● **Set exercise**:
Print every one of the following entries line for line, changing no character.

**********

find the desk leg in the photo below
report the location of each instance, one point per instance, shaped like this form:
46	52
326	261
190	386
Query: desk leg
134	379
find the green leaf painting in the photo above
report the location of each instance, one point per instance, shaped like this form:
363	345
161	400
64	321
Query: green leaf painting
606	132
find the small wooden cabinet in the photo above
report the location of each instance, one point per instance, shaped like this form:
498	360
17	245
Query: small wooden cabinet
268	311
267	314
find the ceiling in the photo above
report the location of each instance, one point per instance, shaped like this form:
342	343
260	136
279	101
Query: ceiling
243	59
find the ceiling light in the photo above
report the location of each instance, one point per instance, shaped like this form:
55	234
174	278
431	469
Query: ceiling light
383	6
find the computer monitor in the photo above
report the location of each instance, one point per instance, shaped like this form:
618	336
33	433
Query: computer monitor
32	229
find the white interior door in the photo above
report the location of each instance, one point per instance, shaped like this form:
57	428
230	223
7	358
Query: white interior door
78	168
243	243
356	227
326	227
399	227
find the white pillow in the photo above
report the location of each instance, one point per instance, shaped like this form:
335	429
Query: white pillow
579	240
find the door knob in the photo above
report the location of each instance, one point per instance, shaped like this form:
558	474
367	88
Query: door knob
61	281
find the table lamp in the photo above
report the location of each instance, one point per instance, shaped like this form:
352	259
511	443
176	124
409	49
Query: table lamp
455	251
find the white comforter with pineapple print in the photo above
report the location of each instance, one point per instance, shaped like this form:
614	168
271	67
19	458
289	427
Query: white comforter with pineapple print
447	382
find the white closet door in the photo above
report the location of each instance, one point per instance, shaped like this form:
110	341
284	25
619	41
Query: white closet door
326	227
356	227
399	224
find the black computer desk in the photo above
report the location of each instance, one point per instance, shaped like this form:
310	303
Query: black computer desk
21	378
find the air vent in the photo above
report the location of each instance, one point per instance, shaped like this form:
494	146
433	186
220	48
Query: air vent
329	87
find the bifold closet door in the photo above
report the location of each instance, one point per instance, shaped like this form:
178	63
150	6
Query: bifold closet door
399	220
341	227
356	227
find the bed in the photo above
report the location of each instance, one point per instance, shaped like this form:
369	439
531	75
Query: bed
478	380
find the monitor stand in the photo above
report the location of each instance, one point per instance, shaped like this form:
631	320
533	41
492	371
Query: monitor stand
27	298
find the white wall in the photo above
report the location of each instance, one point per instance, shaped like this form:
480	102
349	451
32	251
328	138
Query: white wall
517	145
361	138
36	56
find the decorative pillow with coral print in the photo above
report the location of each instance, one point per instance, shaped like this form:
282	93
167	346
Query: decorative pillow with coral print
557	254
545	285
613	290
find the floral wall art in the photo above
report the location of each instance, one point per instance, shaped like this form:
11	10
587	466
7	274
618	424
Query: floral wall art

**********

● **Full response**:
find the desk leg in the photo below
report the location of each instance, one point per instance, shaped like this form:
46	52
326	261
190	386
Query: desk leg
134	379
find the green leaf painting in the photo above
report the location of each instance, one point per instance, shaped like this form:
363	345
161	400
64	321
Query: green leaf painting
606	132
find the small wooden cabinet in the photo above
report the location of each instance, one point per instance, shaped like this form:
498	360
17	245
Query: small wooden cabinet
268	311
267	314
find the ceiling in the photo above
report the location of each instance, one point per instance, shaped like this form:
342	343
260	136
279	101
Query: ceiling
243	59
find the ceiling light in the photo above
report the location of each instance, one point per instance, shaped like this form:
55	234
174	278
431	469
Query: ceiling light
383	6
find the computer monitor in the photo above
report the location of each instance, one point per instance, shaped like this form:
618	336
33	433
Query: computer monitor
32	229
find the white interior door in the photo above
report the location of each instance, one point per instance, shaped like this form:
57	428
230	223
7	358
Query: white interior door
78	168
243	243
356	227
326	227
399	227
find the white pillow in the photo above
report the location of each instance, one point per instance, shaped like this form:
335	429
Query: white pillow
579	240
find the door knob in the photo above
report the location of each instance, one point per instance, shaped like this form:
558	474
367	88
Query: door knob
61	281
find the table lamp in the photo above
report the location of each instance, one point per instance, shaped like this form:
352	259
511	443
176	124
409	49
Query: table lamp
455	251
find the white comforter with pineapple print in the photo above
report the location of each instance, one point per instance, shaped like this form:
614	168
271	67
19	458
289	427
Query: white comforter with pineapple print
447	382
find the white closet door in the photo above
report the location of each instance, one point per instance, shaped like this form:
110	341
284	25
619	41
Query: white closet door
326	227
356	227
399	224
find the black computer desk in the photo above
report the location of each instance, one point per instance, shaped like this form:
310	303
Query: black computer desk
21	378
find the air vent in the photo above
report the location of each instance, one point per instance, shaped like this form:
494	146
433	186
220	48
Query: air vent
329	87
find the bifold closet door in the photo above
report the location of each instance, one point per instance, shaped like this form:
178	63
150	6
Query: bifold closet door
399	220
341	227
356	227
find the bed in the photo above
report the location of each instance, one point per instance, shaped like this form:
369	439
531	75
Query: bed
478	380
find the monitor stand in the photo above
report the location of each instance, one point per instance, shaped like this form:
631	320
533	41
492	371
Query: monitor stand
27	298
find the white wall in the photo above
report the location of each instance, one point per instance, shaped like this form:
480	102
349	451
32	251
328	138
Query: white wall
517	145
361	138
36	56
find the decorative pillow with coral print in the photo above
report the location of each instance, one point per instance, shaped like this form:
282	93
167	346
Query: decorative pillow with coral print
557	254
545	285
613	290
find the floral wall art in the photo above
report the location of each instance, one point per instance, shaped like this form:
11	10
587	466
7	274
618	424
Query: floral wall art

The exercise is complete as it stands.